Begin EXCERPT PROVIDED

BEIJING, April 25 (Xinhua) -- As China marks the 10th anniversary of establishing three pilot free trade zones (FTZs) in its coastal regions, the country has demonstrated its unwavering commitment to deepening reform and advancing high-level opening up.

Over the past decade, the pilot FTZs in Tianjin municipality and provinces of Guangdong and Fujian have yielded numerous achievements in institutional innovation, trade facilitation and industrial development.

EXPERIMENTAL POLICIES

In the Nansha area of the Guangdong pilot FTZ, citizens and tourists can hail a self-driving vehicle, which runs across the district populated by about a million residents.

Pony.ai, a Chinese autonomous driving technology developer, set up its research and development center in Nansha in 2017, the year after its establishment. At the time, China had yet to introduce policies on autonomous driving. With the pilot FTZ's policies, Guangzhou chose to pioneer and experiment with drafting regulations, paving the way for the legalization of autonomous vehicle road testing.

The policies of pilot FTZs have benefited both domestic and international businesses.

In response to the needs of airlines and maintenance enterprises, authorities in the Tianjin pilot FTZ have tailored and introduced bonded maintenance policies, enabling aviation companies worldwide to enjoy more convenient services for both routine maintenance and passenger-to-cargo conversions in the pilot FTZ.

Under the previous customs rules, aircraft conversions required prepayment of import duties and a deposit of approximately 10 million yuan (about 1.39 million U.S. dollars), which would be refunded about six months after the completion of the three-month conversion process. At the same time, maintenance companies had to lease warehouses in a bonded zone for parts storage.

However, since 2019, the Tianjin pilot FTZ's bonded maintenance initiative has removed the deposit requirement, enabling foreign aircraft to be serviced in this zone without upfront capital expenditure.

This initiative saves the aircraft maintenance company Tianjin Haite Aircraft Engineering Co., Ltd. approximately 50,000 yuan a month in warehouse rental costs, as it can now store maintenance components in its own facility. "Our overseas revenue has soared from 2 million U.S. dollars in 2019 to 15.5 million U.S. dollars in 2025, thanks to the zone's bonded maintenance policy," said Li Han, the company's deputy general manager.

End EXCERPT PROVIDED

WRITTEN PROBLEM 1 - According to the article on China's pilot free trade zones, why does the bonded maintenance initiative save Tianjin Haite Aircraft Engineering Co., Ltd. about 50,000 yuan a month?
WRITTEN PROBLEM 2 - Resume the article on China's pilot free trade zones after its final sentence and extend it with further paragraphs.

Begin SUPPLIED MATERIAL

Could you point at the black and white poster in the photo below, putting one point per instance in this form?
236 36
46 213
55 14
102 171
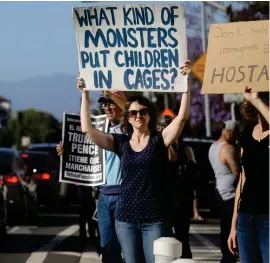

End SUPPLIED MATERIAL

EXERCISE ANSWER 1 - The company no longer has to lease warehouses in a bonded zone for parts storage, because under the initiative it can keep maintenance components in its own facility. That removes roughly 50,000 yuan a month in warehouse rental costs.

EXERCISE ANSWER 2 -
The Fujian pilot FTZ has also implemented multiple experimental policies to boost cross-border trade, including streamlining the administrative approval process, shortening the customs clearance period, and granting equal treatment to domestic and foreign enterprises.

Taking customs clearance as an example, Fujian has offered one-stop customs clearance services for companies in the pilot FTZ areas, which allows them to apply for customs clearance without docking the vessels. The policy has reduced logistics costs by 28 percent and improved customs clearance efficiency by 30 percent on average.

Zhongjing Petrochemical Group Co., Ltd., a polypropylene producer located in the Fuzhou area of the Fujian pilot FTZ, requires substantial production materials imported from overseas each year. Under the traditional customs declaration model, vessels must wait for the declaration and inspection of all cargo before unloading, incurring daily port stay-over costs of up to 360,000 yuan per vessel.

The local customs authority conducted on-site research and tailored a "compartmentalized declaration and inspection upon unloading" supervision model. This has resulted in an average reduction of one day in the operational cycle for individual vessels.

Huang Min, deputy general manager of the company, said the new customs measures have improved the efficiency of their raw material turnover by nearly 30 percent. "This is particularly crucial for bulk hazardous materials such as propane, which have high demands for storage and transportation timeliness."

The optimization of the customs clearance process ensures continuous operation of production lines. "This year, we plan to expand our production capacity and anticipate importing approximately 2.6 million tonnes of propane and other materials, with the new model expected to save us over 20 million yuan in port stay fees," Huang said.

DEEPENING OPENING UP

"The three pilot FTZs have comprehensively deepened reform and led high-standard opening up with high-level modern industrial clusters," Meng Huating, a commerce ministry official, told a press conference last week.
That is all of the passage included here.